Selected text:
Coeur d’Alene Summer Theatre’s ‘The Secret Garden’ aims to balance fine line between classic story, fresh take

By Azaria Podplesky For The Spokesman-Review

It can be difficult to produce a musical as beloved as “The Secret Garden.” On one hand, you want to stick to the story audiences know and love. It’s a classic for a reason, after all. But on the other hand, you don’t want to copy and paste a previous production, denying yourself the opportunity to add a personal touch to the story.

Antoinette DiPietropolo, director of the Coeur d’Alene Summer Theatre’s production of “The Secret Garden,” is aware of that fine line and has managed to put her fresh take on the classic story while still keeping the beloved elements intact.

“I definitely have a heart and a tempo that would shift the show in a manner that has breathed new life into it,” she said. “That’s what’s nice about my version of the show is it has a different take on it.”

“The Secret Garden” opens Friday, July 19, at North Idaho College’s Schuler Performing Arts Center and runs through July 28. There will be an ASL interpreter at the July 21 performance.

“The Secret Garden” features music by Lucy Simon and a book and lyrics by Marsha Norman. The musical is based on the 1911 novel of the same name by Frances Hodgson Burnett.

The musical follows 10-year-old Mary Lennox (Magnolia Burke), who was born and raised in India, but is sent to live with her uncle Archibald Craven (Joel Cummings) in Misselthwaite Manor in England after her parents Rose Lennox (Dawn Simmons) and Captain Albert Lennox (Robert McPherson) succumb to cholera.

Craven, still heartbroken after the death of his wife Lily (Jenny Shotwell), leaves much of the manor’s management to his brother, Dr. Neville Craven (John Adkinson). Though she at first hates her time at Misselthwaite, Lennox soon learns about the existence of a walled garden from a chambermaid named Martha (Jaci Cummings) and that her cousin Colin Craven (Clark Shotwell) lives at Misselthwaite, confined to bed since birth.

Records shown:
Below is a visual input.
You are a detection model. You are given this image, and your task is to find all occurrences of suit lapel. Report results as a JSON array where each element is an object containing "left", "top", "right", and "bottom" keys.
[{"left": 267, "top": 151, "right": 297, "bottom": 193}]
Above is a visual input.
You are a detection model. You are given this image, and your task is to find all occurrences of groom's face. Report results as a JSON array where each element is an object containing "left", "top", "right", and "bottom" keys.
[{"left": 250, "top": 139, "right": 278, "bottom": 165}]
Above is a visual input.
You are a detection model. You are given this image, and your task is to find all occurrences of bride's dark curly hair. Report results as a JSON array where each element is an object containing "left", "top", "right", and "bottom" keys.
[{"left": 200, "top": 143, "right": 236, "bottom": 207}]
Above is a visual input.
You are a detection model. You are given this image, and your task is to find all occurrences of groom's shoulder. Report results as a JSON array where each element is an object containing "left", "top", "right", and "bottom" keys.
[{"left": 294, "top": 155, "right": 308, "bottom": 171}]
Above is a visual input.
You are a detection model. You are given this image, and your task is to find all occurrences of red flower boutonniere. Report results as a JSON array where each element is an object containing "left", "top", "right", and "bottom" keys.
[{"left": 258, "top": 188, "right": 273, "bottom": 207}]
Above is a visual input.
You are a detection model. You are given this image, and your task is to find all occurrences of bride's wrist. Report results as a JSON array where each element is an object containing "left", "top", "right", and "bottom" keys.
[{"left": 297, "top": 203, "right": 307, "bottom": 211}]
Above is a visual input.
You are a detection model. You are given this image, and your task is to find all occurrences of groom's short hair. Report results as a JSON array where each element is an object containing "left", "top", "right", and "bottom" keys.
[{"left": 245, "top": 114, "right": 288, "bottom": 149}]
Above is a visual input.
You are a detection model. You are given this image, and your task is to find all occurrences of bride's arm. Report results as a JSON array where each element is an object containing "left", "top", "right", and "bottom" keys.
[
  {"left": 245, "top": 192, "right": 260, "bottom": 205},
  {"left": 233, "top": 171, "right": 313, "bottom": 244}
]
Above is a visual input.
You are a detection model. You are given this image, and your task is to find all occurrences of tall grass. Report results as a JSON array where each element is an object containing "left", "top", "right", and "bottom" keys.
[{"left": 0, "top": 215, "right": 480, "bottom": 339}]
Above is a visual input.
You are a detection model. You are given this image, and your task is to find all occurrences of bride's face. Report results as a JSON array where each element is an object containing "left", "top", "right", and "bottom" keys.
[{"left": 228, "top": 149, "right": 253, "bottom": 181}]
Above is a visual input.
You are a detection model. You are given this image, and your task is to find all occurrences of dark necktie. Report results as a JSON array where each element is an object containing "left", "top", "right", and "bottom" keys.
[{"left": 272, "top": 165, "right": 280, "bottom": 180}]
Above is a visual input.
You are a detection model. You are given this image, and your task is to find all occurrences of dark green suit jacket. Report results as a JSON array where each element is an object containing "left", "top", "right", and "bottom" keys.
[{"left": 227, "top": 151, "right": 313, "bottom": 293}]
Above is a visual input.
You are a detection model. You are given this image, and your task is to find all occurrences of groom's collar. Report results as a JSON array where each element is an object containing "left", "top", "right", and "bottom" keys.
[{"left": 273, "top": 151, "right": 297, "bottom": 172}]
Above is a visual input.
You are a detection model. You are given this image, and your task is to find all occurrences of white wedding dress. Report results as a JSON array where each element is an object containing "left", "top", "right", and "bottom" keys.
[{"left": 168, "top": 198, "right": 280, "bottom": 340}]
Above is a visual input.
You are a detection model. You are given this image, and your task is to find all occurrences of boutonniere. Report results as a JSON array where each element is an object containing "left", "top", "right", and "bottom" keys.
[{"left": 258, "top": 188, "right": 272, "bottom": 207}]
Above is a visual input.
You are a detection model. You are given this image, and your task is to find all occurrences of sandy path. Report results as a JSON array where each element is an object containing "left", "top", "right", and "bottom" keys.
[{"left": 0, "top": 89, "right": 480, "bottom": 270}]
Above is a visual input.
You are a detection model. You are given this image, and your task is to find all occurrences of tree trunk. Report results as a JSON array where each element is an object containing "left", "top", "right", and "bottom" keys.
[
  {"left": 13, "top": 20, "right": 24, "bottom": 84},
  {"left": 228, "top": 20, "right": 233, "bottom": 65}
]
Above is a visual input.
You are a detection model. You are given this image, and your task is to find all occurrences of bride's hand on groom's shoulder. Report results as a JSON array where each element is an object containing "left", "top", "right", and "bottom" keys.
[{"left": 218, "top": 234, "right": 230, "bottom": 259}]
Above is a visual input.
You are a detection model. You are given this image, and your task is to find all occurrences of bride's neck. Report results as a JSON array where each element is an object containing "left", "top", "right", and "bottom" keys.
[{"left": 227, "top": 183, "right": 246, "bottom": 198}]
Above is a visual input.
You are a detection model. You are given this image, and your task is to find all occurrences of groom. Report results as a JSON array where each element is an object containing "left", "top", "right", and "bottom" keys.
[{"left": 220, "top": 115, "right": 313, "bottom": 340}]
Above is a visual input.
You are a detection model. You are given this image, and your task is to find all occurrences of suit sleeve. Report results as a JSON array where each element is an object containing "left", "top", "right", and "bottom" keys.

Instructions for the task: List every cast member the article on the Coeur d'Alene Summer Theatre production of "The Secret Garden" names, with the character each one plays.

Reply:
- Magnolia Burke: Mary Lennox
- Joel Cummings: Archibald Craven
- Dawn Simmons: Rose Lennox
- Robert McPherson: Captain Albert Lennox
- Jenny Shotwell: Lily
- John Adkinson: Dr. Neville Craven
- Jaci Cummings: Martha
- Clark Shotwell: Colin Craven